─── Records provided

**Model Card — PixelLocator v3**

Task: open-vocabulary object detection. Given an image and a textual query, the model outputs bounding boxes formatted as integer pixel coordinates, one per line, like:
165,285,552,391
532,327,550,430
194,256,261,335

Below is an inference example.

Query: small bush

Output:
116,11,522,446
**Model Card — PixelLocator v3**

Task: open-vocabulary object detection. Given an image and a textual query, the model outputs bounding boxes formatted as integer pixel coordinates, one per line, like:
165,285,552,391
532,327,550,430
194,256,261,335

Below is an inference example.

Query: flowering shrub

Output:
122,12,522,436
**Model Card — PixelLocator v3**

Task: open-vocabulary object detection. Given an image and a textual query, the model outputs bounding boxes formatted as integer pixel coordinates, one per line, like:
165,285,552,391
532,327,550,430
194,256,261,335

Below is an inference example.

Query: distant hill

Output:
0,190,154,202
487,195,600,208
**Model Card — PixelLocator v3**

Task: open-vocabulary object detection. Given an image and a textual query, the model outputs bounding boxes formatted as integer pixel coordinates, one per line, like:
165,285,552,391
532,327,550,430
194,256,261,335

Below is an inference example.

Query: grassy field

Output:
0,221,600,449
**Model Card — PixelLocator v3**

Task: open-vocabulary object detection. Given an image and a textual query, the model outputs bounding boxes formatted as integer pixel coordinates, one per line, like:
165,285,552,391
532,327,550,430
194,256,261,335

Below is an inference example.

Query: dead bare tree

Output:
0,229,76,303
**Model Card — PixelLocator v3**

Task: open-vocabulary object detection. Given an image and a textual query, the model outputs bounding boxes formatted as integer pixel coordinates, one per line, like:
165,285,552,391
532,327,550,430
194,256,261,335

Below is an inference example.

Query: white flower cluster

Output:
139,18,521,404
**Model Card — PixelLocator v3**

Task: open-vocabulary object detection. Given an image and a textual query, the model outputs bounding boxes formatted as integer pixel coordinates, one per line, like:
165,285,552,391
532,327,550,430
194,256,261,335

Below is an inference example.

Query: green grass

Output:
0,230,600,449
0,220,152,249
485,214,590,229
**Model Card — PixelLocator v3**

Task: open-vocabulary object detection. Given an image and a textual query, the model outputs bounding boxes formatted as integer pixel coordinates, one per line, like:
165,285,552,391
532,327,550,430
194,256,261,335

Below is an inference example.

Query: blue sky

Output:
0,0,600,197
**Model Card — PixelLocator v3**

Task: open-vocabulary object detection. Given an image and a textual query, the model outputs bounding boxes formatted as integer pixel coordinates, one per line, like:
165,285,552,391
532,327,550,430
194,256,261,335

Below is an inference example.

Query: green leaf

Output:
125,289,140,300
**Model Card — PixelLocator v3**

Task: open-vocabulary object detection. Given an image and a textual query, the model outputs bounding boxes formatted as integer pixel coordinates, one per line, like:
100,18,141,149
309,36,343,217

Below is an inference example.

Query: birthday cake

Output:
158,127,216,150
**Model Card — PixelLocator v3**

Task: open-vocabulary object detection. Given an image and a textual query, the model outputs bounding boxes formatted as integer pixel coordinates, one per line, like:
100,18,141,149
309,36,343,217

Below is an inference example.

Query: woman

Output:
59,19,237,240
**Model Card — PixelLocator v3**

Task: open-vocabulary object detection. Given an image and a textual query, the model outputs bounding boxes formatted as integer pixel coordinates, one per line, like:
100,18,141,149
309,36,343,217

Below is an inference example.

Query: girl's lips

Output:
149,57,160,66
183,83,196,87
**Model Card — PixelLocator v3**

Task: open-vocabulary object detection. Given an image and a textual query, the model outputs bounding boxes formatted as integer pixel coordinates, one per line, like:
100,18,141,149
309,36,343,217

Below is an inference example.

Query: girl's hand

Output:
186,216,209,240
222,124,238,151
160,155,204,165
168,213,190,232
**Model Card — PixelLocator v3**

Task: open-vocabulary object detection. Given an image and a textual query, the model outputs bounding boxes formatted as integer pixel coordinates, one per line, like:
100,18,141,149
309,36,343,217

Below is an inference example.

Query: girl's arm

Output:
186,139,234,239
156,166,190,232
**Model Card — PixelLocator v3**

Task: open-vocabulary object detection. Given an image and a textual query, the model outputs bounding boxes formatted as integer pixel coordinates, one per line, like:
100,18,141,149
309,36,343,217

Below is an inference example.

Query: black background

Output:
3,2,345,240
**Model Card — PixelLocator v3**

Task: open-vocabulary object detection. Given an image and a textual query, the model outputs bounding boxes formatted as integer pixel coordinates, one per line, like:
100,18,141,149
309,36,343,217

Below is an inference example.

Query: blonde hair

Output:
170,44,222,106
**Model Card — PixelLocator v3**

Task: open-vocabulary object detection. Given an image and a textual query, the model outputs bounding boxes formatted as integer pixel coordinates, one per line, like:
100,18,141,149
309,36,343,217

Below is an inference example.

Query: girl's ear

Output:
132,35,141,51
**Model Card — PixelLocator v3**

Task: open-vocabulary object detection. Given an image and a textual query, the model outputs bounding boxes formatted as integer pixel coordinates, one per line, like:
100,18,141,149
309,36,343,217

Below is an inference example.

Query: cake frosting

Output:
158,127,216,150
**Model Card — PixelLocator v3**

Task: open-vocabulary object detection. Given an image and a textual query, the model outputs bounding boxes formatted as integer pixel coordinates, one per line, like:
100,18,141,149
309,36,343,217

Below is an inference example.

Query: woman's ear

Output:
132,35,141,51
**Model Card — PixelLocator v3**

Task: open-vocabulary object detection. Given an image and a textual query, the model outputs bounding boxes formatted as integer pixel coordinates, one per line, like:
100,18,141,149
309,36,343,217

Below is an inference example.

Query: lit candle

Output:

──────

* **Given task**
Identify each line in the material above that contains the string "girl", and copy those lines in full.

* **Solution to this problem**
Query: girl's lips
Query: girl's hand
Query: girl's arm
Query: girl's ear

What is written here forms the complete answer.